## WRITTEN TASK A
Decide whether each statement agrees with the passage on rights for children in care. Answer yes or no for each, quoting the exact words of the passage that settle it: (i) Who Cares? published the first Charter of Rights for Young People in Care in 1977. (ii) The new thinking about rights supported the established view that the professional always knows what is best. (iii) The NCB drew its conclusions from feedback to its Development Officers.
## WRITTEN TASK B
From the passage on rights for children in care, copy word for word the part starting with "This shift towards" and going on through "Children in Care)".

## SOURCE PASSAGE
start

The Who Cares? initiative was like a petri dish for ‘care’ experience and data. The NCB was able to conclude from the feedback to its Development Officers that young people living in children’s homes right across the country “shared many common experiences: their lack of knowledge about their own lives and about the care system generally; their lack of power and control over their lives; their fears and worries about leaving care and coping with life after care; and their wish – too often thwarted by movement, disruption and staff turnover – for a stable trusting adult in their lives”.  In 1977 Who Cares? published the first Charter of Rights for Young People in Care. (link) This represents for the ‘care advocate’ a moon landing moment. It was the start of something bigger and it allowed direct challenge to the way children and young people in care were understood and treated by child care professionals. It made the profession for the first time accountable. The idea of rights for children in care would begin to gain professional and political ground so that ‘clients’ of the care system were not subservient to official practise but we began to be seen as having ‘rights’ as well as ‘needs’. Conversations within social work would lead to a call for better training and to raise and improve on codes of ethics that would place for the first time the ‘client’ at the heart of good practise.

This shift towards rights was also reflected in wider debates in social work about the status that should be attached to the views of ‘clients’, especially adults, including their participation in decision making and their right to quality services, as well as to complain if they were not satisfied with the service they received. This new way of thinking also represented a serious challenge to the status of professionalism, especially the established view that the professional always ‘knows what’s best for you.’ (Mike Stein Careless Lives: The Story of the Rights Movement for Children in Care)

end

## SOURCE MATERIAL
start

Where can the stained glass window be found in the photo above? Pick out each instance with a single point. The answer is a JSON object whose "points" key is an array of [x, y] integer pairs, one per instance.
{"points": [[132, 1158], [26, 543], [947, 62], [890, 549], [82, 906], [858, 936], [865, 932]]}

end

## WRITTEN RESPONSE A
(i) Yes: "In 1977 Who Cares? published the first Charter of Rights for Young People in Care."
(ii) No: "This new way of thinking also represented a serious challenge to the status of professionalism, especially the established view that the professional always ‘knows what’s best for you.’"
(iii) Yes: "The NCB was able to conclude from the feedback to its Development Officers"

## WRITTEN RESPONSE B
This shift towards rights was also reflected in wider debates in social work about the status that should be attached to the views of ‘clients’, especially adults, including their participation in decision making and their right to quality services, as well as to complain if they were not satisfied with the service they received. This new way of thinking also represented a serious challenge to the status of professionalism, especially the established view that the professional always ‘knows what’s best for you.’ (Mike Stein Careless Lives: The Story of the Rights Movement for Children in Care)